27.   The Scandal Bhind the New Financial Scandals.  Current Account by Franscesco Guerrera.  WSJ C1-C2, July 17, 2012.  Here is an author who bites the bullet.  Mr. Guerrera takes the financial industry to task, everything from internal crooks, light-weight regulators, to the financial industry asking for lighter regulation from the regulators they blame for the meltdown in 2008.  As Mr. Guerrera says, “The financial industry and its political masters have to look forward, whether they like it or not.”

28.   Trading Firm CEO:  I spent it.  Note From Peregrine Founder Says Millions Went to Cover Losses, Pay Fines.  This article details the note left by Russell Wasendorf Sr. at his attempted suicide.  Perhaps the only thing true in the note is that he stole the money.  The rest of the note tries to exonerate his son and his wife.  This article says the fraud began in 1993.

29.   Goldman to Tighten Belt Further.  Finance Chief Viniar Says ‘Couple of Hundred People’ May Lose Jobs, as Firm Posts 11% Profit Drop.  WSJ C1-C2, July 18, 2012.  According to this article Goldman faces, “a triple-whammy of lackluster business conditions, the global economic rut and regulatory headwinds.”  This is an interesting statement as regulatory headwinds are put front and center as bad for business.  Goldman’s pays an average of $225,697 to employees this year down from $392,617 in 2007.

30.   Libor Scandal Ensnares Fed, BOE.  WSJ C1-C2, July 18, 2012.  The Federal Reserve Bank of New York learned of possible interest rate rigging in 2007 and the current Federal Reserve Chair, Ben Bernanke learned of it in 2008.  Barclays has paid an estimated $450 million settlement.  Apparently, US Regulators began investigating interest rate rigging in 2008.  The case took until 2012 before a fine was imposed.

============

SHORT EXERCISE A: Please shift the records from the line containing "spot the yellowing leaf." through the end of the records by adding 25 to every coordinate value in the answers. Give all those lines again, requests included.

============

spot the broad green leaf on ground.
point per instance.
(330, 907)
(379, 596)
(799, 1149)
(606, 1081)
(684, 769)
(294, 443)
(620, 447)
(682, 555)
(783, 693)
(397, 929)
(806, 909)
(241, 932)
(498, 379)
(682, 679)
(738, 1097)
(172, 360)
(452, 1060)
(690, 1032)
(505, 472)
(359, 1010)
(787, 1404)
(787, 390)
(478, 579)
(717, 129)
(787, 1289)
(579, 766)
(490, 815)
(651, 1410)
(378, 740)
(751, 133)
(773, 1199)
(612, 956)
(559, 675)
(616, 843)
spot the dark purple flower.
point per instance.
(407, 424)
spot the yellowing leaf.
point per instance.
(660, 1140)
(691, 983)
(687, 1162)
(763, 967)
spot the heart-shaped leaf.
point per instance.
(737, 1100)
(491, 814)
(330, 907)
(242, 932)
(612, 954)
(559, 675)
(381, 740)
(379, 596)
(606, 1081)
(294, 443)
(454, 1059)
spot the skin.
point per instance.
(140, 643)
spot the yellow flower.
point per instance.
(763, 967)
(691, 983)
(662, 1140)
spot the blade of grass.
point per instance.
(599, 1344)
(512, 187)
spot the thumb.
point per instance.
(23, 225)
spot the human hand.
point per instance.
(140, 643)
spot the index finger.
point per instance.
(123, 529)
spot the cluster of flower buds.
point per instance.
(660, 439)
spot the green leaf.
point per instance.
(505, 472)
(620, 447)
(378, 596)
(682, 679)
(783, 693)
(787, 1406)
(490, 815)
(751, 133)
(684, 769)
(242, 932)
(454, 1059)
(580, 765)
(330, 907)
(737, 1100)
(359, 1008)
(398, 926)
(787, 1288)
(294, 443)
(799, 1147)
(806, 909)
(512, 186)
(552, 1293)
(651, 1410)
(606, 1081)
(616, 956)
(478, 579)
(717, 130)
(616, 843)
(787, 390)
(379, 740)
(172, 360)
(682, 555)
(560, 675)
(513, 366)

============

SHORT EXERCISE B: Retype the stretch of the financial scandals text from "30.   Libor Scandal" through "fine was imposed." word for word.

FULL RESPONSE A:
spot the yellowing leaf.
point per instance.
(685, 1165)
(716, 1008)
(712, 1187)
(788, 992)
spot the heart-shaped leaf.
point per instance.
(762, 1125)
(516, 839)
(355, 932)
(267, 957)
(637, 979)
(584, 700)
(406, 765)
(404, 621)
(631, 1106)
(319, 468)
(479, 1084)
spot the skin.
point per instance.
(165, 668)
spot the yellow flower.
point per instance.
(788, 992)
(716, 1008)
(687, 1165)
spot the blade of grass.
point per instance.
(624, 1369)
(537, 212)
spot the thumb.
point per instance.
(48, 250)
spot the human hand.
point per instance.
(165, 668)
spot the index finger.
point per instance.
(148, 554)
spot the cluster of flower buds.
point per instance.
(685, 464)
spot the green leaf.
point per instance.
(530, 497)
(645, 472)
(403, 621)
(707, 704)
(808, 718)
(812, 1431)
(515, 840)
(776, 158)
(709, 794)
(267, 957)
(479, 1084)
(605, 790)
(355, 932)
(762, 1125)
(384, 1033)
(423, 951)
(812, 1313)
(319, 468)
(824, 1172)
(831, 934)
(537, 211)
(577, 1318)
(676, 1435)
(631, 1106)
(641, 981)
(503, 604)
(742, 155)
(641, 868)
(812, 415)
(404, 765)
(197, 385)
(707, 580)
(585, 700)
(538, 391)

FULL RESPONSE B:
30.   Libor Scandal Ensnares Fed, BOE.  WSJ C1-C2, July 18, 2012.  The Federal Reserve Bank of New York learned of possible interest rate rigging in 2007 and the current Federal Reserve Chair, Ben Bernanke learned of it in 2008.  Barclays has paid an estimated $450 million settlement.  Apparently, US Regulators began investigating interest rate rigging in 2008.  The case took until 2012 before a fine was imposed.